(Предложенный отрывок):
%%

Детство Филипа Дика напоминало детство набоковского Лужина или детство Гленна Гулда, его сверстника и, в некотором смысле, духовного брата: толстенькие и замкнутые мальчики, которые со временем становятся чемпионами по шахматам или пианистами-виртуозами. Педагоги хвалили Фила за примерное поведение, а также за рано развившуюся страсть к музыке. Больше всего он любил прятаться где-нибудь в старых коробках и сидеть там часами, в тишине и безопасности.
Мальчику было пять лет, когда родители разошлись по инициативе Дороти, которую психотерапевт заверил, что ребенок якобы не будет страдать из-за развода (Дик будет жаловаться на это всю свою жизнь). Эдгар, вероятно, поначалу не хотел сжигать за собой все мосты, но, навестив пару раз бывшую жену и нарвавшись на холодный прием, он, обескураженный, уехал в Неваду. Дороти, в свою очередь, в надежде найти более интересную и высокооплачиваемую работу, нежели должность секретаря, на которой она прозябала на тот момент, поселилась с сыном в Вашингтоне.
Там они провели три ужасных года. В те времена, когда их семья жила в Чикаго, Фил был слишком мал, чтобы запомнить что-либо, кроме благословенного климата Западного побережья, и теперь он с мучительным оцепенением открыл для себя дождь, холод, бедность и одиночество. Мать весь день работала в Федеральном бюро по вопросам детства, исправляя ошибки в педагогических брошюрах. Фила же она отдала в школу квакеров, живших в надежде на общение со Святым Духом. Вернувшись домой из школы, мальчик часами ждал мать, один, в темной и унылой квартире. Поскольку Дороти приходила с работы слишком поздно и слишком уставала, чтобы рассказывать сыну сказки, он был вынужден пересказывать самому себе те, которые уже знал. Его любимой была история о трех желаниях, которые фея разрешила загадать одной крестьянской паре. «Я хотела бы огромную сосиску!» — восклицает жена. Сосиска тут же возникает перед ней, что приводит в бешенство мужа: «Ты что, ненормальная! Так бездарно потратила первое желание! Да хоть бы эта сосиска навсегда повисла на твоем носу!» И вот уже нос жены украшен сосиской, и только третье желание сможет ее освободить. Взяв эту историю за основу, мальчик придумывал бесконечные ее варианты. Затем Фил научился читать и открыл для себя «Винни-Пуха». Чуть позже его потряс роман Сенкевича «Камо грядеши», который он прочел в упрощенной версии. Благодаря этому произведению ожило все то, о чем ему рассказывали в школе квакеров. Мать Фила так никогда и не узнала, что всю зиму он играл сам с собой, изображая одного из первых христиан, прятавшихся в катакомбах.

%%

(Исходный материал):
%%

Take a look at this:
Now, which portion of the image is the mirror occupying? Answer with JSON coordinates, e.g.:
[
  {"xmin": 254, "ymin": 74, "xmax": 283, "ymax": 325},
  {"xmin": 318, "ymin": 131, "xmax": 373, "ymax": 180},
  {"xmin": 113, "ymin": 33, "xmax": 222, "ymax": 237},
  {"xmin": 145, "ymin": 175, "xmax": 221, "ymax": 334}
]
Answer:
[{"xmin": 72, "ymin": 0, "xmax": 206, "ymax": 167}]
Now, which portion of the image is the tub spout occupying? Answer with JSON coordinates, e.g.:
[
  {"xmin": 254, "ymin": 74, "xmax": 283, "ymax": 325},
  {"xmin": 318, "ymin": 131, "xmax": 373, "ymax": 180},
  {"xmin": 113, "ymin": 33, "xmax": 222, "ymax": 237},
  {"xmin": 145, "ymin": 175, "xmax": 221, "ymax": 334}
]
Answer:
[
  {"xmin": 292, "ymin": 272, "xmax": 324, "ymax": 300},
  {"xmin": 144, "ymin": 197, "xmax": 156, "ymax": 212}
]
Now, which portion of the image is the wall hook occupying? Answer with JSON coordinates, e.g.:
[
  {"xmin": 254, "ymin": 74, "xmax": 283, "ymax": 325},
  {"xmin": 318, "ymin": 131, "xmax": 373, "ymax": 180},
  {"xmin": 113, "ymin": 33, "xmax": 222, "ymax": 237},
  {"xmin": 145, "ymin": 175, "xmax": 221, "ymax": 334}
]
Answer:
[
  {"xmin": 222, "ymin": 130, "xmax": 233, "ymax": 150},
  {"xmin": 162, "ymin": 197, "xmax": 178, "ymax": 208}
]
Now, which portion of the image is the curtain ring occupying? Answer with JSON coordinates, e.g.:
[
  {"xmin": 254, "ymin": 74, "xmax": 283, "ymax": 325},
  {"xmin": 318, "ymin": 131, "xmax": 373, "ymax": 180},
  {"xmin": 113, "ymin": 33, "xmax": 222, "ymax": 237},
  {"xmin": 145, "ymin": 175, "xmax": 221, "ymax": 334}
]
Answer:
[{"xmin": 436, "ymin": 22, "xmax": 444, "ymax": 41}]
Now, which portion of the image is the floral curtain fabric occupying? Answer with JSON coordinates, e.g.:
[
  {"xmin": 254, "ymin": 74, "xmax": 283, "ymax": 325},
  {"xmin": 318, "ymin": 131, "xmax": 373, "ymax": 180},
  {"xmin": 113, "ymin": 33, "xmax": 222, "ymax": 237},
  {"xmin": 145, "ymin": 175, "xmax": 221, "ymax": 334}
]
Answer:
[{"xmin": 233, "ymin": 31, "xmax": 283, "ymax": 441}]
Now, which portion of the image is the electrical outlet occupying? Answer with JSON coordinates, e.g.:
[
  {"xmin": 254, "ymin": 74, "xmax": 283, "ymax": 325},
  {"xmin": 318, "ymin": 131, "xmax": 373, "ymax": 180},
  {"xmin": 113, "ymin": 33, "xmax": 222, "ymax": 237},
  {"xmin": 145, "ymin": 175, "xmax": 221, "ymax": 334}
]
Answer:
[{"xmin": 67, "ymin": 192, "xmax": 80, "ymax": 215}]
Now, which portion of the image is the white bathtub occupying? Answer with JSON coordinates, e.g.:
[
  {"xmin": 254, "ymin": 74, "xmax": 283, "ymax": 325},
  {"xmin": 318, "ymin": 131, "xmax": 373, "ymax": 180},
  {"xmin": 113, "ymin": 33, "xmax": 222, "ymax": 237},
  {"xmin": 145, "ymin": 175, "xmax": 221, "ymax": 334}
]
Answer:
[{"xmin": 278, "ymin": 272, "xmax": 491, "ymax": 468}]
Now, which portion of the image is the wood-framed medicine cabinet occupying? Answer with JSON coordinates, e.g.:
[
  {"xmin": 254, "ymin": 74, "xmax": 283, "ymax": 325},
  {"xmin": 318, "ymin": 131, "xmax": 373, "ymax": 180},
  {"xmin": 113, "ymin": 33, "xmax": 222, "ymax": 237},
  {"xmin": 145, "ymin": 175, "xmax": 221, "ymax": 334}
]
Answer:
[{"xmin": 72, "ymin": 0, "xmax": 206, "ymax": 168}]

%%

(Что нужно сделать):
1. Воспроизведите из отрывка о детстве Филипа Дика фрагмент от «Детство Филипа Дика» до «тишине и безопасности.».
2. Ответьте по отрывку о детстве Филипа Дика:
(a) Сколько лет было мальчику, когда родители разошлись?
(b) Куда уехал Эдгар после холодного приема у бывшей жены?
(c) Где весь день работала мать Фила в Вашингтоне?
3. Переведите, пожалуйста, на английский язык предложение из отрывка о детстве Филипа Дика: «Вернувшись домой из школы, мальчик часами ждал мать, один, в темной и унылой квартире».
Материал здесь ни при чем.

(Ответы):
1.
Детство Филипа Дика напоминало детство набоковского Лужина или детство Гленна Гулда, его сверстника и, в некотором смысле, духовного брата: толстенькие и замкнутые мальчики, которые со временем становятся чемпионами по шахматам или пианистами-виртуозами. Педагоги хвалили Фила за примерное поведение, а также за рано развившуюся страсть к музыке. Больше всего он любил прятаться где-нибудь в старых коробках и сидеть там часами, в тишине и безопасности.

2.
(a) Пять лет.
(b) В Неваду.
(c) В Федеральном бюро по вопросам детства.

3. After coming home from school, the boy would wait for his mother for hours, alone, in a dark and dreary apartment.